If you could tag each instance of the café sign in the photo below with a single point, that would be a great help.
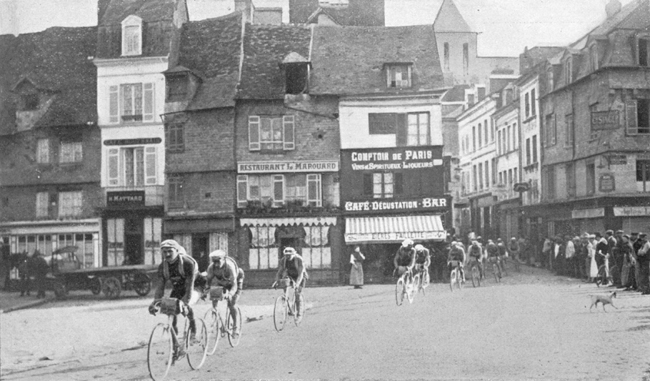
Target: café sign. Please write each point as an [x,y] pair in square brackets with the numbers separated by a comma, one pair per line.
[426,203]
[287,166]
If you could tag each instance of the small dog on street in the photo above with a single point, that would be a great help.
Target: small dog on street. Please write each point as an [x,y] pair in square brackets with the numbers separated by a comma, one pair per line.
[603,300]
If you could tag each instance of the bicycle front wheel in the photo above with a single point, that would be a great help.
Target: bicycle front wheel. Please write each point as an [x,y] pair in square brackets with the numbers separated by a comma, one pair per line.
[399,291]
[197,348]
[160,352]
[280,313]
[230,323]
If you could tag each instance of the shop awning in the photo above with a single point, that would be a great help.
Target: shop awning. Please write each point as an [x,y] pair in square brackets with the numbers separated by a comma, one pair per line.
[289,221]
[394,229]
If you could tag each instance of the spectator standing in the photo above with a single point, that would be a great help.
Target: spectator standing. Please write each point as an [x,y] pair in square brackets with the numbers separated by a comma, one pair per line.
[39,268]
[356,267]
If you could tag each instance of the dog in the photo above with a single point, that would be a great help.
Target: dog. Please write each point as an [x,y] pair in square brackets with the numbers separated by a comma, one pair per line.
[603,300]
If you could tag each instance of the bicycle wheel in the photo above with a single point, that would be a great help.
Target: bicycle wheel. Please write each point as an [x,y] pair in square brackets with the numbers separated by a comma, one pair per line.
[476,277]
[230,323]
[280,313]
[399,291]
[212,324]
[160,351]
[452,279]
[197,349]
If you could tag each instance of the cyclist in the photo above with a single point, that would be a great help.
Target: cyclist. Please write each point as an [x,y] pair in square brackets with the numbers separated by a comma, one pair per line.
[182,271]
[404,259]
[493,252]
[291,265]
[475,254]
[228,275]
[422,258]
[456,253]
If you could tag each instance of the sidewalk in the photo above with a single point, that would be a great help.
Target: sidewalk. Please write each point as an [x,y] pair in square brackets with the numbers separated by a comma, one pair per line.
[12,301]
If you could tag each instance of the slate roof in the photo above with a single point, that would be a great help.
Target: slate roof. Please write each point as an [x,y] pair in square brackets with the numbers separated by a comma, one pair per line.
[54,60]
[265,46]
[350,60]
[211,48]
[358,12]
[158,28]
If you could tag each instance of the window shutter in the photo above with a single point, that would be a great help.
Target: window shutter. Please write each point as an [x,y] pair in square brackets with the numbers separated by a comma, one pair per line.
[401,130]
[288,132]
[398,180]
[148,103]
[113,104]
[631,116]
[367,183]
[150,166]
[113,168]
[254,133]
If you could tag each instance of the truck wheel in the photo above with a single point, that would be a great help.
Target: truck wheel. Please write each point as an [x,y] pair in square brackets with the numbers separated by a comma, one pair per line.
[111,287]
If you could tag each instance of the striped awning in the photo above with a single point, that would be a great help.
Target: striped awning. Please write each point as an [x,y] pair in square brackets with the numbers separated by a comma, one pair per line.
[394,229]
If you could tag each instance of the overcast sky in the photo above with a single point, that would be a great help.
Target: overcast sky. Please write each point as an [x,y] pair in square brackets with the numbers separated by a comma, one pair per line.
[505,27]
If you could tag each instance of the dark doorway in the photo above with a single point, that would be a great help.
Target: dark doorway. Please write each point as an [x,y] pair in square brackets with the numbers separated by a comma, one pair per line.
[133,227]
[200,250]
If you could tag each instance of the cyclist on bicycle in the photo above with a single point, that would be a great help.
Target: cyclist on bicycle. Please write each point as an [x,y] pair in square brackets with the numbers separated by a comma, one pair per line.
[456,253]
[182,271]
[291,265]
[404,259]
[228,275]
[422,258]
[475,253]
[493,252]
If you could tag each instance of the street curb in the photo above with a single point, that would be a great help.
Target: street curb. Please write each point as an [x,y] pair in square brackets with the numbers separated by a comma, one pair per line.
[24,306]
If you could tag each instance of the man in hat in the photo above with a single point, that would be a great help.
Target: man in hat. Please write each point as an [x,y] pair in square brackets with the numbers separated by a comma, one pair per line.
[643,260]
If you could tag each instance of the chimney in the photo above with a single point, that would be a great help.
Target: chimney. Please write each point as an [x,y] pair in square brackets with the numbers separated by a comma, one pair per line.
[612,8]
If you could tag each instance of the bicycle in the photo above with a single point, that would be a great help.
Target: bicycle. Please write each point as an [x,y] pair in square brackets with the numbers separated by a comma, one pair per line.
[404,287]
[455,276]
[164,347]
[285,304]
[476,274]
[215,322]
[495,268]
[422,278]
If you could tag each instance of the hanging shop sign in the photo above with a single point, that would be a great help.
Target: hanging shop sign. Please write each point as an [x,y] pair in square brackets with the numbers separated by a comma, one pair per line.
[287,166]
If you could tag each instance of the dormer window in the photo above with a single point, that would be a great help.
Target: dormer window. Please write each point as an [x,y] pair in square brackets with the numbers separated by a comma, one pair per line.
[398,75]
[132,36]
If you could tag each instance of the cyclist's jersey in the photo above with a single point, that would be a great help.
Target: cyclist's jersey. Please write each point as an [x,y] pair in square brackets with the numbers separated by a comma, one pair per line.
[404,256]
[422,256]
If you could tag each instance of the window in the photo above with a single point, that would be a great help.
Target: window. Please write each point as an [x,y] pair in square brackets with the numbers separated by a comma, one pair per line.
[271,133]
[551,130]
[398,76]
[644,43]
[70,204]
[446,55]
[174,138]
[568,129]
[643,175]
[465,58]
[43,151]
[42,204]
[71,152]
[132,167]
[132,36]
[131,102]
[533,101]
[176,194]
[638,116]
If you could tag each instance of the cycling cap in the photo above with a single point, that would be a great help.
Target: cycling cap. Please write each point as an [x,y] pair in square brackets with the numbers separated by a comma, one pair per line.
● ● ● ●
*Your instructions*: From the opening line of the entries above to the line containing "If you could tag each instance of the spectator", please transcribe each line exactly, skipping every picture.

*Solution to this exercise*:
If you could tag each instance of the café sign in the photo below with a single point, that would be a great help.
Target: café sign. Please write each point as an [x,y] pair in square brackets with the numbers separated by a comma, one pair per line.
[426,203]
[287,166]
If you could tag each instance of the small dog on street in the photo above with a single point, that would be a great help.
Target: small dog on street. Please write each point as an [x,y] pair in square brackets with the numbers separated by a comma, one pair per line.
[603,300]
If you could tag each instance of the bicycle front wheel in the photo above with a single point, that would be a great help.
Target: bicycle front wheel. Please write each point as an [x,y] pair in square brackets with the numbers separated by a comma, one pair per line.
[399,291]
[197,348]
[160,352]
[280,313]
[230,323]
If you could tag each instance of the shop awning in the photo above with a single point, that would be a great help.
Target: shop awning. Please write each point as an [x,y] pair in square brackets with the numbers separated by a comma, one pair per line.
[289,221]
[394,229]
If you could tag each instance of the spectator standing in the photo above with a single point, that would be a great help.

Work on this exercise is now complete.